EXCERPT PROVIDED:

-- BEGIN --

[almighty] Subdomains and Model

Todd Mancini tmancini at redhat.com
Mon Nov 28 13:09:08 UTC 2016


If I use URLs to explain my expectations, it goes like this:

almighty.io -- home page of the system
almighty.io/userid -- profile page of user
almighty.io/userid/projname -- Project 'projname' created by User 'userid'
almighty.io/orgid -- home page of Org 'orgid'
almighty.io/orgid/projname -- Project 'projname' created within
Organization 'orgid'

I'd stay away from subdomains for now -- I think we want to promote URLs
like above. (Sure, we could have subdomains do a redirect, but let's not
even bother with that for now.)

On Mon, Nov 28, 2016 at 4:15 AM, Thomas Mäder <tmader at redhat.com> wrote:

>  Hi Len,
> On 26.11.2016 04:20, Leonard Dimaggio wrote:
>
> Don't we want users to always/only exist in the context of a project?

-- END --

DATA EXCERPT:
-- BEGIN --

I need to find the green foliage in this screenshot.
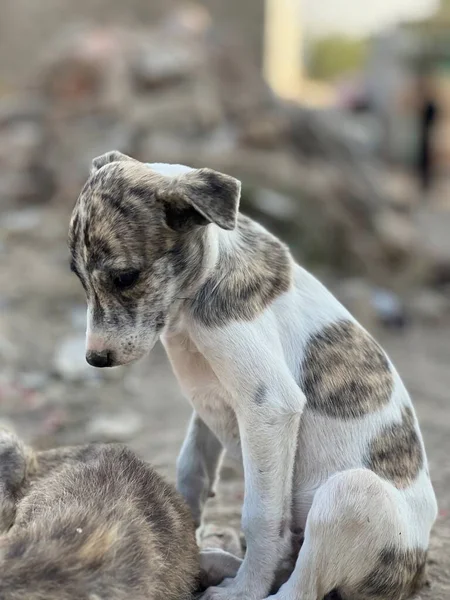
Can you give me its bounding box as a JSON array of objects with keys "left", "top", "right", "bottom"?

-- END --

OBJECTIVE A: In the message, what page does the URL almighty.io/orgid lead to?
OBJECTIVE B: Please list every URL the message gives as an example.
OBJECTIVE C: Output the part of the message that begins at the words "I'd stay away" and stops after "of a project?".

CORRECT RESULT A: The home page of Org 'orgid'.

CORRECT RESULT B:
almighty.io
almighty.io/userid
almighty.io/userid/projname
almighty.io/orgid
almighty.io/orgid/projname

CORRECT RESULT C:
I'd stay away from subdomains for now -- I think we want to promote URLs
like above. (Sure, we could have subdomains do a redirect, but let's not
even bother with that for now.)

On Mon, Nov 28, 2016 at 4:15 AM, Thomas Mäder <tmader at redhat.com> wrote:

>  Hi Len,
> On 26.11.2016 04:20, Leonard Dimaggio wrote:
>
> Don't we want users to always/only exist in the context of a project?